What is required:
How many lines of the data contain the string "forest"? Reply with the number alone.

Extracted records
= = = = =
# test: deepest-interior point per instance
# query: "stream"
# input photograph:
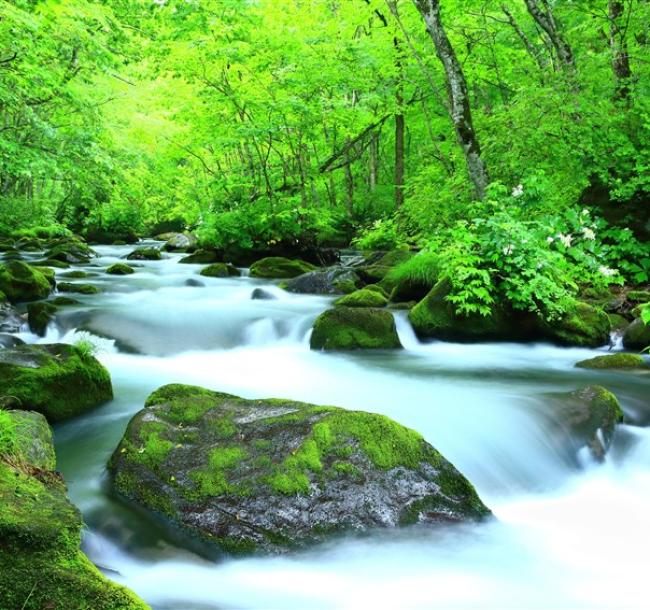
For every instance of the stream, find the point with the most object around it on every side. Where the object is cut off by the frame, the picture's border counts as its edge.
(568, 532)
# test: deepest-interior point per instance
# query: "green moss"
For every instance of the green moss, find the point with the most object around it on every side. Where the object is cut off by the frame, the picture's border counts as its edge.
(56, 380)
(21, 282)
(345, 328)
(363, 298)
(79, 288)
(279, 267)
(120, 269)
(614, 361)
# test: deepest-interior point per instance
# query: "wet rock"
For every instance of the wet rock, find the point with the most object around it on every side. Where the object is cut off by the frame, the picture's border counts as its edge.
(41, 564)
(614, 361)
(201, 257)
(366, 297)
(590, 415)
(21, 282)
(39, 315)
(259, 294)
(335, 280)
(637, 335)
(350, 328)
(220, 270)
(58, 380)
(120, 269)
(274, 475)
(279, 267)
(145, 254)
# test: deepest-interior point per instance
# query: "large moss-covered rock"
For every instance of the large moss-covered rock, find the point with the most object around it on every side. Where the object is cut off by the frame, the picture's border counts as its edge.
(584, 326)
(41, 564)
(39, 315)
(366, 297)
(590, 415)
(58, 380)
(280, 267)
(271, 475)
(349, 328)
(220, 270)
(637, 335)
(334, 280)
(614, 361)
(21, 282)
(145, 254)
(434, 317)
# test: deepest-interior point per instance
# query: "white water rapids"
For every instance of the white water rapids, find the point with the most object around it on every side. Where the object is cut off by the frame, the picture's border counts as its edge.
(568, 533)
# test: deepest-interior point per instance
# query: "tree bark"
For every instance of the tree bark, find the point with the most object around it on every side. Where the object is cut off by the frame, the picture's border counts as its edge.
(460, 109)
(543, 16)
(618, 45)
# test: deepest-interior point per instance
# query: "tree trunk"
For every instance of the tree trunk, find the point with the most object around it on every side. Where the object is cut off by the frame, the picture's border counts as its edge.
(618, 45)
(544, 18)
(460, 110)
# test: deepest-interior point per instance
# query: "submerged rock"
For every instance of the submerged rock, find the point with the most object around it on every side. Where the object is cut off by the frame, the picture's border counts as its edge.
(349, 328)
(272, 475)
(120, 269)
(41, 564)
(58, 380)
(21, 282)
(220, 270)
(590, 415)
(366, 297)
(335, 280)
(145, 254)
(637, 335)
(614, 361)
(280, 267)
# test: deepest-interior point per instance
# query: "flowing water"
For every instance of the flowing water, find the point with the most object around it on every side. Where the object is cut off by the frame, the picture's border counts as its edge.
(568, 533)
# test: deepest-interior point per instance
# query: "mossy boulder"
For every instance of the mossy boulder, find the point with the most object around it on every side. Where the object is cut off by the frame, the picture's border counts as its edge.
(351, 328)
(279, 267)
(220, 270)
(201, 257)
(637, 335)
(366, 297)
(334, 280)
(58, 380)
(10, 320)
(78, 288)
(39, 315)
(614, 361)
(275, 475)
(590, 415)
(21, 282)
(145, 254)
(41, 564)
(584, 326)
(120, 269)
(434, 318)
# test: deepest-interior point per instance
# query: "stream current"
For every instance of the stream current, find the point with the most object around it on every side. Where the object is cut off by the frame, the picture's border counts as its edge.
(568, 532)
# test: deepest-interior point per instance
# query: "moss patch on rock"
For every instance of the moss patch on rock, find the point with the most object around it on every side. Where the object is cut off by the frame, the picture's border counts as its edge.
(366, 297)
(41, 564)
(57, 380)
(21, 282)
(351, 328)
(270, 475)
(279, 267)
(614, 361)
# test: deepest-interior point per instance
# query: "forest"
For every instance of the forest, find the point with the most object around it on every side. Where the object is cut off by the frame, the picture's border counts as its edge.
(432, 213)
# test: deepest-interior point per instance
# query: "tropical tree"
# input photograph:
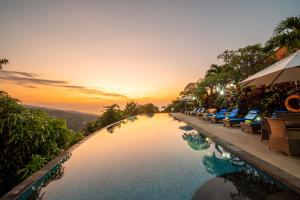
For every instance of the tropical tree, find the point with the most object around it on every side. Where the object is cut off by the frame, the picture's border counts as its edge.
(286, 34)
(131, 109)
(245, 61)
(3, 62)
(214, 70)
(29, 138)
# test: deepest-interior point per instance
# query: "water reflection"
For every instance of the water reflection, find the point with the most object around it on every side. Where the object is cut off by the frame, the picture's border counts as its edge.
(118, 125)
(37, 194)
(234, 178)
(196, 141)
(56, 173)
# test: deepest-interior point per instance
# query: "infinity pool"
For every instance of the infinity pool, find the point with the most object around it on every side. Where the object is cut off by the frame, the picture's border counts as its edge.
(156, 157)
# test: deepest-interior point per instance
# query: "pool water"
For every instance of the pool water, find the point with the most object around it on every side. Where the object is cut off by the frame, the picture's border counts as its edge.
(157, 157)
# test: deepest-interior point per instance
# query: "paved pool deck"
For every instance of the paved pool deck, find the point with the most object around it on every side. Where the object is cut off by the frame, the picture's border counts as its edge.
(250, 148)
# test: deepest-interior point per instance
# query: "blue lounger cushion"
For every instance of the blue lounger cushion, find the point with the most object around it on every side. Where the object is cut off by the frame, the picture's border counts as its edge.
(232, 114)
(252, 114)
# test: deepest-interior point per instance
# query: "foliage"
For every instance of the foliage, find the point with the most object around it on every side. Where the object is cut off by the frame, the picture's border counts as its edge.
(246, 61)
(113, 113)
(3, 62)
(29, 138)
(286, 34)
(220, 86)
(148, 108)
(131, 109)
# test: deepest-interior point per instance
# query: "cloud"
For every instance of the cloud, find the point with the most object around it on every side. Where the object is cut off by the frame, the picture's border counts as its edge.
(32, 80)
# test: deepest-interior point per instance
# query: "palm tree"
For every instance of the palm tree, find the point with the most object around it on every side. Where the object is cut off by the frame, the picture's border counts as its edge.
(3, 62)
(286, 34)
(214, 69)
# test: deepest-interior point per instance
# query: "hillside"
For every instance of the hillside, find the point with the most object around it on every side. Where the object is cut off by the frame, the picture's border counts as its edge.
(75, 120)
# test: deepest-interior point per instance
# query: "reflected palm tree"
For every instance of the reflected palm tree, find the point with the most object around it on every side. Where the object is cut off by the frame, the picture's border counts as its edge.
(240, 186)
(113, 127)
(196, 141)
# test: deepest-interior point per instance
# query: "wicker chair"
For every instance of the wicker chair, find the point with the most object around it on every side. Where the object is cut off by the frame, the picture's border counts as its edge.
(283, 139)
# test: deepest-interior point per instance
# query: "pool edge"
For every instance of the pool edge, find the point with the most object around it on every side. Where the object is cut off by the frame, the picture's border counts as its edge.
(23, 186)
(288, 179)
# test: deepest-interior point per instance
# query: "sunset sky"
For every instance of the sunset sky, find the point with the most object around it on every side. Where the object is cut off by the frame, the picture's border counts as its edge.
(84, 54)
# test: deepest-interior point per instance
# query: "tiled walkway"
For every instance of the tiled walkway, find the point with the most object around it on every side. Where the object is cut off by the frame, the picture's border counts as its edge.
(247, 142)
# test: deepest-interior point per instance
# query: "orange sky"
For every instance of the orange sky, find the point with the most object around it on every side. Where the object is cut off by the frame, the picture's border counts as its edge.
(82, 55)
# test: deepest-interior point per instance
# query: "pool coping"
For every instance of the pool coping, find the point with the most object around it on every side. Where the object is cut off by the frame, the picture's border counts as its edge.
(275, 172)
(23, 186)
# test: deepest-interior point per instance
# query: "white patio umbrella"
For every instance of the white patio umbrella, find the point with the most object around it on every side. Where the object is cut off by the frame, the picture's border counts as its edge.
(285, 70)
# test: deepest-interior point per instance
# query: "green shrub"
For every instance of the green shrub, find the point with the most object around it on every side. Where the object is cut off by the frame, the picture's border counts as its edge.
(28, 140)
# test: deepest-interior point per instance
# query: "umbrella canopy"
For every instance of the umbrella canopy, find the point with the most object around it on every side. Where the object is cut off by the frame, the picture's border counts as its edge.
(285, 70)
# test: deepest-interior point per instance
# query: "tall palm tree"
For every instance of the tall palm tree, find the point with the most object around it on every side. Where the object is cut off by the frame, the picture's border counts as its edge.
(286, 34)
(3, 62)
(214, 69)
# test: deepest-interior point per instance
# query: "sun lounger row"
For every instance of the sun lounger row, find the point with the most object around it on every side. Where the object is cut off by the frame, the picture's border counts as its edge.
(282, 135)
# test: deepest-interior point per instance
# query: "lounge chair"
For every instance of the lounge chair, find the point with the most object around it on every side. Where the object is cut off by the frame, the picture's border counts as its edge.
(282, 138)
(252, 114)
(209, 115)
(190, 111)
(208, 111)
(194, 112)
(218, 118)
(202, 110)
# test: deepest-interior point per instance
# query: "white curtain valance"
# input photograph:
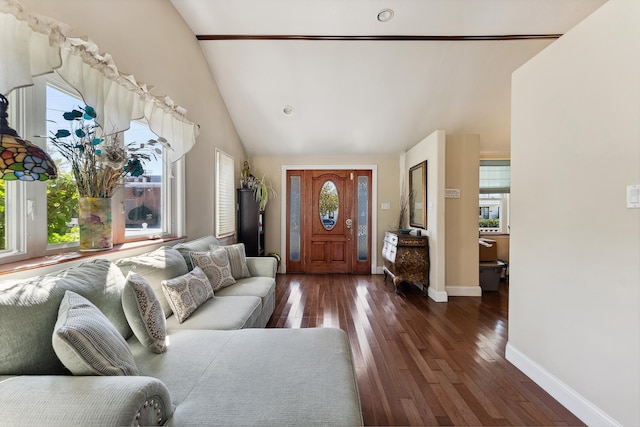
= = = = =
Correct output:
2